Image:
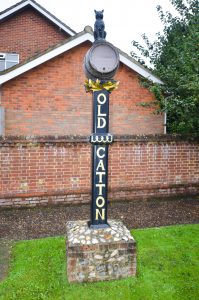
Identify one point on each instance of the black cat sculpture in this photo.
(99, 32)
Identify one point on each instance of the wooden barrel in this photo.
(101, 61)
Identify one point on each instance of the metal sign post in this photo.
(100, 65)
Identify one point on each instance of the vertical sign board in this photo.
(100, 140)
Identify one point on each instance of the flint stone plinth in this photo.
(99, 254)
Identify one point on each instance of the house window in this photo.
(8, 60)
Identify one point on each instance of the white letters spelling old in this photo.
(101, 121)
(100, 172)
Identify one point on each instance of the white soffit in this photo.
(67, 46)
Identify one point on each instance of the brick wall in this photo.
(51, 99)
(57, 170)
(28, 33)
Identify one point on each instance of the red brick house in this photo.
(42, 94)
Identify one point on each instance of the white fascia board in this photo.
(43, 12)
(140, 70)
(14, 9)
(41, 59)
(66, 29)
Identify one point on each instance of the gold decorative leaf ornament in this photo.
(92, 86)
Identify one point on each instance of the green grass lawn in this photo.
(168, 268)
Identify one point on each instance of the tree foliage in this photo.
(175, 59)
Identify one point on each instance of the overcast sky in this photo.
(125, 20)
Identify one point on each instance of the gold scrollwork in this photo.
(97, 85)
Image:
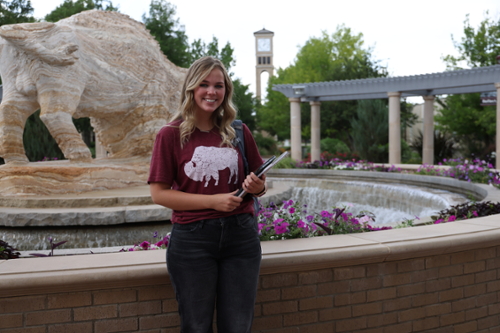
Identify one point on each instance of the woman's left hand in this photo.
(254, 184)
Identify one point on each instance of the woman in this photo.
(214, 254)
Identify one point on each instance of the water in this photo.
(390, 203)
(24, 239)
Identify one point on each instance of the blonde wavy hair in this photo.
(222, 117)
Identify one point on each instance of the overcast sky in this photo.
(409, 38)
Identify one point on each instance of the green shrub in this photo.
(334, 146)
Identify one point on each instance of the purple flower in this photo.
(325, 214)
(281, 229)
(278, 221)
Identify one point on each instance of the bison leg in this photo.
(59, 122)
(13, 115)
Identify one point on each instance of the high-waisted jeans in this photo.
(214, 264)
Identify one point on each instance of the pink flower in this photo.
(281, 229)
(278, 221)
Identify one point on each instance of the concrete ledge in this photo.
(35, 276)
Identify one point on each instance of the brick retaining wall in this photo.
(453, 292)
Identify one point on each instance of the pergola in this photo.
(481, 79)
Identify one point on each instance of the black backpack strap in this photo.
(239, 142)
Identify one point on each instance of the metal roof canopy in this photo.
(480, 79)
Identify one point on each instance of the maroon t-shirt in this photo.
(202, 166)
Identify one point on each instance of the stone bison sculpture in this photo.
(97, 64)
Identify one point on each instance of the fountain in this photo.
(121, 217)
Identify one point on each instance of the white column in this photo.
(428, 142)
(295, 132)
(497, 160)
(394, 127)
(315, 131)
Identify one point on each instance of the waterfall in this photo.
(390, 203)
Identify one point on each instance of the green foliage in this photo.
(443, 145)
(7, 251)
(16, 11)
(333, 146)
(340, 56)
(38, 143)
(70, 7)
(267, 145)
(200, 49)
(479, 47)
(408, 118)
(370, 128)
(169, 33)
(472, 125)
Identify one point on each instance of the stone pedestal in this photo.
(62, 177)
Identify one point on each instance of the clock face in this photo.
(264, 44)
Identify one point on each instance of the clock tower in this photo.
(263, 56)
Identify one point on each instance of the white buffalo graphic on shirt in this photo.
(207, 161)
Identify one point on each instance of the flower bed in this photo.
(470, 170)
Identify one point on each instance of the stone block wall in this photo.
(450, 292)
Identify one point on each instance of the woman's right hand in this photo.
(226, 202)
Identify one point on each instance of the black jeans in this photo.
(215, 263)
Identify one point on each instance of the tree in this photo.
(169, 33)
(16, 11)
(462, 115)
(340, 56)
(70, 7)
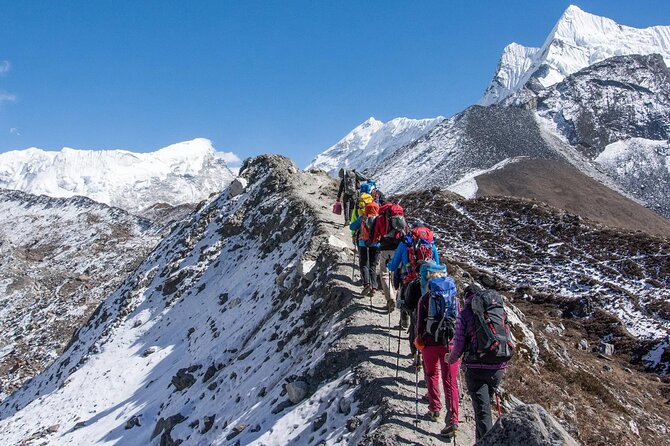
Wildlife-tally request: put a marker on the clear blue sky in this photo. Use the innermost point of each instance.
(288, 77)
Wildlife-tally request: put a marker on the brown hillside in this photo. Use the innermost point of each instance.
(562, 186)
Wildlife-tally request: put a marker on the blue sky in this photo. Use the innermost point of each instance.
(289, 77)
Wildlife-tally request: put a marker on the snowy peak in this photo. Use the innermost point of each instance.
(372, 142)
(186, 172)
(579, 39)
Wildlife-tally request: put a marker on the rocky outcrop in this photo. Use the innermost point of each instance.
(527, 425)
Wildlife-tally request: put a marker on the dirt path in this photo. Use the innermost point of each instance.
(367, 337)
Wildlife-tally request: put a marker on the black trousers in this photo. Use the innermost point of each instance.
(482, 385)
(348, 203)
(368, 258)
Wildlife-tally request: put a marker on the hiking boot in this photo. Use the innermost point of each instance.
(449, 430)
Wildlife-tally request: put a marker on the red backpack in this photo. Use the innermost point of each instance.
(386, 230)
(420, 251)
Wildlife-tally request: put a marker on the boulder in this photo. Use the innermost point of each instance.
(297, 391)
(527, 425)
(237, 187)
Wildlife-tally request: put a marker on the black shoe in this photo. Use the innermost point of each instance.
(449, 430)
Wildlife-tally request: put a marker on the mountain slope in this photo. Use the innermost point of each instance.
(181, 173)
(59, 258)
(250, 300)
(579, 39)
(372, 142)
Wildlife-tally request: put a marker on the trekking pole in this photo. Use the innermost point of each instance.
(397, 359)
(367, 266)
(416, 392)
(498, 403)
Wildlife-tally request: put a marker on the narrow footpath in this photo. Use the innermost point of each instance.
(371, 339)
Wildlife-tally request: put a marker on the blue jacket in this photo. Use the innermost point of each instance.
(355, 226)
(401, 257)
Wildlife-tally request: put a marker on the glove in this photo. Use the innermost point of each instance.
(418, 343)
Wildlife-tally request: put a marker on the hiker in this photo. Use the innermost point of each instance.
(349, 184)
(436, 316)
(368, 253)
(389, 230)
(416, 247)
(484, 366)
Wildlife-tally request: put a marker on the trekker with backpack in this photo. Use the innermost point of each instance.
(389, 229)
(416, 247)
(483, 337)
(368, 253)
(437, 312)
(349, 184)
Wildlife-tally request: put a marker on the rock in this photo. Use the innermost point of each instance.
(297, 391)
(344, 406)
(183, 379)
(555, 329)
(527, 425)
(165, 425)
(353, 423)
(211, 370)
(150, 351)
(237, 187)
(208, 422)
(132, 422)
(606, 349)
(237, 430)
(319, 422)
(306, 269)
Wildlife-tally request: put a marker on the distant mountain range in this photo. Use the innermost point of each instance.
(182, 173)
(595, 97)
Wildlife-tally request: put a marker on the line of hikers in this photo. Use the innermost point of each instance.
(441, 328)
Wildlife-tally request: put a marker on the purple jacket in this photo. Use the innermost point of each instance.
(464, 336)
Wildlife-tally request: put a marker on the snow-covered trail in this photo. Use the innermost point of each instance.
(367, 339)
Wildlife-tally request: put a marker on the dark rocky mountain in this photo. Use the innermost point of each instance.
(243, 326)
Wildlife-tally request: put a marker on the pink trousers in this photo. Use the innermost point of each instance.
(434, 363)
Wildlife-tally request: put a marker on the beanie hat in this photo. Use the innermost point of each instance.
(371, 209)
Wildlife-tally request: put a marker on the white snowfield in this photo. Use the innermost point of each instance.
(578, 40)
(187, 172)
(372, 142)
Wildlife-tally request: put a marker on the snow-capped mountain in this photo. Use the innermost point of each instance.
(578, 40)
(186, 172)
(59, 258)
(243, 326)
(372, 142)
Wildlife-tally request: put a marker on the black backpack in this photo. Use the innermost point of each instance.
(494, 339)
(442, 309)
(350, 183)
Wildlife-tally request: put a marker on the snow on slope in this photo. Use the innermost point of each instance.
(578, 40)
(372, 142)
(198, 344)
(59, 258)
(642, 165)
(186, 172)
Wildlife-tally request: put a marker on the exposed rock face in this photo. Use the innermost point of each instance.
(527, 425)
(618, 98)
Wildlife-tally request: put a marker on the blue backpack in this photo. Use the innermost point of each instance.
(367, 187)
(442, 309)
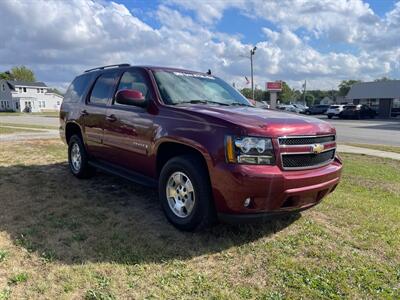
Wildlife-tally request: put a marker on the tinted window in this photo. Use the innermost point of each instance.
(135, 80)
(77, 88)
(103, 88)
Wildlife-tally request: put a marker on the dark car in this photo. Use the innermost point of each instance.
(207, 149)
(317, 109)
(359, 111)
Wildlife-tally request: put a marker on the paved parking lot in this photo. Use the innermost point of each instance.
(381, 132)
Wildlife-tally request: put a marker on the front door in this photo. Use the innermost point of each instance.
(94, 112)
(128, 129)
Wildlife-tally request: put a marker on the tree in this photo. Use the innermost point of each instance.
(287, 94)
(55, 91)
(19, 73)
(22, 73)
(345, 85)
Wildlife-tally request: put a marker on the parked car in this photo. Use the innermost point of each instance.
(210, 153)
(317, 109)
(334, 110)
(359, 111)
(301, 108)
(289, 108)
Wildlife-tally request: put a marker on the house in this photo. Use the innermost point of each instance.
(382, 96)
(23, 96)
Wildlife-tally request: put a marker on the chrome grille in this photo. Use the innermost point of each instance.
(307, 140)
(308, 160)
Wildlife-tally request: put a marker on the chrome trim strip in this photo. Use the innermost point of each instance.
(309, 167)
(302, 137)
(310, 152)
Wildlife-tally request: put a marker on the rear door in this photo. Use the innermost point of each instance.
(94, 112)
(129, 129)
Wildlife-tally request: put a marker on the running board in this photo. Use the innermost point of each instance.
(124, 173)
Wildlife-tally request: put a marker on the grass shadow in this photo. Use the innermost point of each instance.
(105, 219)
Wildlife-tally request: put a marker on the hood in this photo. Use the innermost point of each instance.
(264, 122)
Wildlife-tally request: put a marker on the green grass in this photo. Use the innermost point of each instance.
(8, 130)
(18, 278)
(54, 114)
(106, 238)
(33, 126)
(377, 147)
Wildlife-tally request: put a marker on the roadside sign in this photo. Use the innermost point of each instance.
(273, 86)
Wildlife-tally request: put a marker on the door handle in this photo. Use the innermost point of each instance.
(111, 118)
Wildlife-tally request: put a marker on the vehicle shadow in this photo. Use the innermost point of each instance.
(104, 219)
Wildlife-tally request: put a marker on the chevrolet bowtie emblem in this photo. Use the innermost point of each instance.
(317, 148)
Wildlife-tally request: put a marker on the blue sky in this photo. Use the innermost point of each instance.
(322, 42)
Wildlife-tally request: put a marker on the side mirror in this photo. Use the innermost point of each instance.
(130, 97)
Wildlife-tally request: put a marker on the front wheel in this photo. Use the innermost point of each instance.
(185, 193)
(78, 158)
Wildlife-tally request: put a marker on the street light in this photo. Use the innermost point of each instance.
(252, 51)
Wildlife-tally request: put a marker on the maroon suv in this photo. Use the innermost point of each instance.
(209, 151)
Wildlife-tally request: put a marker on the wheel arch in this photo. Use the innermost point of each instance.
(170, 148)
(72, 128)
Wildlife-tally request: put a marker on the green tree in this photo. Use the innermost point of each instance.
(22, 73)
(287, 94)
(345, 85)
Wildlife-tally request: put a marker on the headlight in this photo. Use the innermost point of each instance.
(250, 150)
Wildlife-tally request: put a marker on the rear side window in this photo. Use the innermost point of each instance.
(77, 89)
(103, 88)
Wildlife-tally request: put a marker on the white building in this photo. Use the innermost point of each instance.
(27, 97)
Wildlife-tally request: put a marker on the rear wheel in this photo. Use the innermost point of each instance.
(185, 193)
(78, 158)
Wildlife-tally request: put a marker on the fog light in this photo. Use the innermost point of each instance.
(247, 202)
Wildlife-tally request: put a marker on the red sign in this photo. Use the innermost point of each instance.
(273, 86)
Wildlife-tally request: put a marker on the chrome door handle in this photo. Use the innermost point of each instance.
(111, 118)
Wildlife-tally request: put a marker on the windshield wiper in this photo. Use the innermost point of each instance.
(201, 101)
(239, 104)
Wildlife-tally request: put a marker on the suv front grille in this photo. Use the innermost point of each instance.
(289, 141)
(308, 160)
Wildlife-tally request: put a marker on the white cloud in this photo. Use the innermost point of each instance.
(80, 34)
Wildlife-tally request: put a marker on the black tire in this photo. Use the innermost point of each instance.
(85, 170)
(203, 213)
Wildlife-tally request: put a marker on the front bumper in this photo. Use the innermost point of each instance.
(272, 190)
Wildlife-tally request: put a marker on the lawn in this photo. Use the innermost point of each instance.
(9, 130)
(52, 114)
(31, 126)
(377, 147)
(106, 238)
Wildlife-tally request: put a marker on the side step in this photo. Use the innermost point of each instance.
(124, 173)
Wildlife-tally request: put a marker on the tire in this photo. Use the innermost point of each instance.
(78, 162)
(201, 213)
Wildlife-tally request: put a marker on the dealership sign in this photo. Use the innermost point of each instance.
(273, 86)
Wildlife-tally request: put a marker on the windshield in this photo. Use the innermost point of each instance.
(184, 87)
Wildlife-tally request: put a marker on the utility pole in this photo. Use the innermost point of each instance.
(304, 91)
(252, 51)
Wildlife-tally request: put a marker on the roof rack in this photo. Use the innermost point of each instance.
(109, 66)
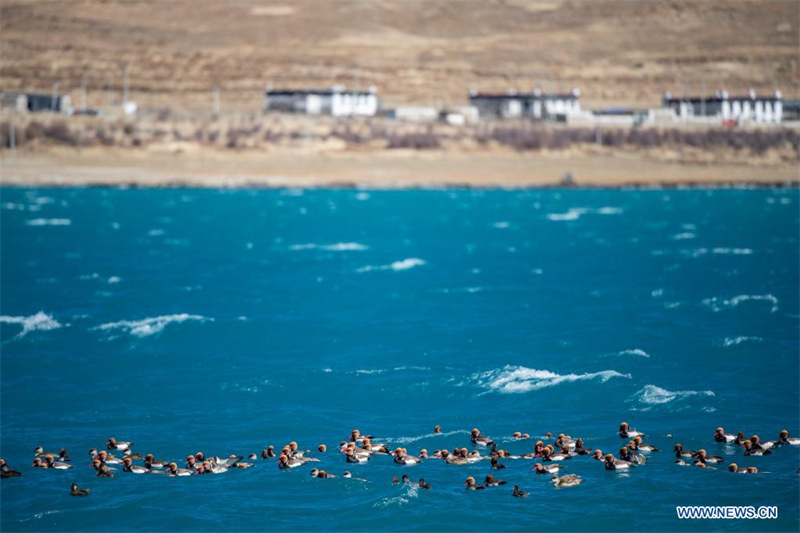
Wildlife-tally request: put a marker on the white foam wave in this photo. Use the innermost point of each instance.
(574, 213)
(718, 304)
(516, 379)
(733, 341)
(397, 266)
(337, 247)
(150, 326)
(635, 351)
(654, 395)
(41, 321)
(49, 222)
(409, 440)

· · · ·

What this task involves:
Exact copies of the lines from the one with "Wildlife-tally request: put a marker on the white foam" through the final line of the listing should be returned, and no other lines.

Written reply:
Wildlife-tally request: put a marker on the white foam wave in this photo. Use the innermost point of each instance.
(574, 213)
(718, 304)
(516, 379)
(733, 341)
(397, 266)
(337, 247)
(150, 326)
(635, 351)
(654, 395)
(41, 321)
(49, 222)
(409, 440)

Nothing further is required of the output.